TASK OBJECTIVE » Reproduce the listing that follows so that each line matches the original exactly.
- Opening Delimiter -
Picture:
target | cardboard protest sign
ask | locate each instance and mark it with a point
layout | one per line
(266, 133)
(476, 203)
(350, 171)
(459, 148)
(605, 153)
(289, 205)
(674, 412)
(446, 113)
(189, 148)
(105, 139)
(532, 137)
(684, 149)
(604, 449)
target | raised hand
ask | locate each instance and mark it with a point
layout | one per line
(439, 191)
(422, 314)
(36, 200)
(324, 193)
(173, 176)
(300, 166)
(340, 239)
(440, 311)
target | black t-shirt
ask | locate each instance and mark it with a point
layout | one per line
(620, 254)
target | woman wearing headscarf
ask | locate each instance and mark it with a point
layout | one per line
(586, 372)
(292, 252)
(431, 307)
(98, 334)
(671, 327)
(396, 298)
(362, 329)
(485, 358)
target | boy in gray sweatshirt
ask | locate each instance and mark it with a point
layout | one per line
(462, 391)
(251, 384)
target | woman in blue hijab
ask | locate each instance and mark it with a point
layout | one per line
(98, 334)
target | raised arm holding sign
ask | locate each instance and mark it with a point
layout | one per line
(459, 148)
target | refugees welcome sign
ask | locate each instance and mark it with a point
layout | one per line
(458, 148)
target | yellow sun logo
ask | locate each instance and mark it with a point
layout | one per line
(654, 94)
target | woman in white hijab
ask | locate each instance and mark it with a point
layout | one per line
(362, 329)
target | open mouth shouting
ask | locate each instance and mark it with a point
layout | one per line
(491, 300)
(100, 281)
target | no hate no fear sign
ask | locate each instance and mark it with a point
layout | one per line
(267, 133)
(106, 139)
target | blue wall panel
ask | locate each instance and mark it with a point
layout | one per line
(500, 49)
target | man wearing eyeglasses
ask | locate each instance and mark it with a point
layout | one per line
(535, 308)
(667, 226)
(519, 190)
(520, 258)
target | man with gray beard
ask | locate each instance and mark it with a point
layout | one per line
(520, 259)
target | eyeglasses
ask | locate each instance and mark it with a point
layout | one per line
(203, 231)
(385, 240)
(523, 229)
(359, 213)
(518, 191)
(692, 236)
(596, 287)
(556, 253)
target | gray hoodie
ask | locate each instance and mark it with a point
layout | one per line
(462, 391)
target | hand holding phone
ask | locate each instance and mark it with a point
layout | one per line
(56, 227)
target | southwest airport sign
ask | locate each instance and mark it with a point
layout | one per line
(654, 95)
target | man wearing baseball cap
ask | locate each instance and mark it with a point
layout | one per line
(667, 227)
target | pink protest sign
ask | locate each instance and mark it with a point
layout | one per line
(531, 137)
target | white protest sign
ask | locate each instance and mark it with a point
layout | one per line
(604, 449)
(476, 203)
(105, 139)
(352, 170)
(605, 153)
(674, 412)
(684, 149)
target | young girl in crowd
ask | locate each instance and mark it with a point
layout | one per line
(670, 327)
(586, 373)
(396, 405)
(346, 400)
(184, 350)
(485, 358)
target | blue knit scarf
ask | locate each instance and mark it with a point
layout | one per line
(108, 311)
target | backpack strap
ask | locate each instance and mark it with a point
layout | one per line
- Closing Delimiter -
SOLUTION TO THE EXERCISE »
Picture:
target | cardboard protest sign
ask | locate each instance and mark it with a point
layout | one per line
(266, 133)
(476, 203)
(350, 171)
(459, 148)
(605, 153)
(289, 205)
(674, 412)
(446, 113)
(189, 148)
(105, 139)
(532, 137)
(684, 149)
(604, 449)
target | raised hand
ask | locate each instance and mark it with a point
layout | one per line
(439, 191)
(422, 314)
(36, 200)
(324, 193)
(173, 176)
(300, 166)
(340, 239)
(440, 311)
target | black t-shirt
ask | locate each instance and mark it with a point
layout | one per line
(620, 254)
target | woman wearing headscarf
ask | locate each instance and mark it with a point
layout | one per line
(586, 372)
(292, 252)
(431, 307)
(98, 334)
(671, 327)
(396, 298)
(362, 329)
(485, 358)
target | boy in gray sweatshirt
ask | locate each instance and mark it with a point
layout | one per line
(462, 391)
(251, 384)
target | woman in blue hijab
ask | locate each instance and mark it with a point
layout | one per line
(98, 334)
target | raised arm holding sign
ask | locate each instance and mark it with a point
layout | one per line
(459, 148)
target | refugees welcome sign
ask | locate each instance and mark it with a point
layout | one per line
(458, 148)
target | yellow sun logo
ask | locate each instance and mark it with a point
layout | one per line
(654, 94)
target | woman in white hijab
ask | locate each instance and mark it with a point
layout | one per line
(362, 329)
target | open mouth shouting
ask | locate each instance and mark it with a point
layout | one per line
(491, 300)
(100, 281)
target | no hate no fear sign
ask | locate each instance and mark it with a point
layout | one per line
(267, 133)
(106, 139)
target | blue wall panel
ask | locate each instance and mark it with a point
layout | one per line
(500, 49)
target | man wearing eyeglasses
ask | locate each instance and mark it with a point
layout | one per line
(535, 308)
(667, 226)
(519, 190)
(520, 258)
target | man with gray beard
ask | locate each instance and mark it with a point
layout | one per line
(520, 259)
target | eyeglasses
ask | locate each instance and mark it with a point
layout | one per line
(203, 231)
(385, 240)
(523, 229)
(359, 213)
(518, 191)
(692, 236)
(596, 287)
(556, 253)
target | gray hoodie
ask | locate each instance and mark it with a point
layout | one per line
(462, 391)
target | hand holding phone
ask | locate each instance and mark it with a point
layout | one per line
(56, 227)
target | southwest airport sign
ask | locate each instance and mark it with a point
layout | one per line
(654, 95)
target | man wearing baseball cap
ask | locate each instance and mark it with a point
layout | one per line
(667, 227)
target | pink protest sign
ask | locate each instance and mark it with a point
layout | one per line
(531, 137)
target | white protest sign
ask | locate each instance and mark it with a point
layout | one per line
(604, 449)
(476, 203)
(105, 139)
(352, 170)
(605, 153)
(674, 412)
(684, 149)
target | young girl in crowd
ask | locate each instance and mark it with a point
layout | one per line
(670, 327)
(586, 373)
(396, 405)
(346, 400)
(184, 350)
(485, 358)
target | blue knit scarf
ask | locate each instance and mark it with a point
layout | one per line
(108, 311)
target | backpack strap
ask | locate each instance and mark it with a point
layout | one per line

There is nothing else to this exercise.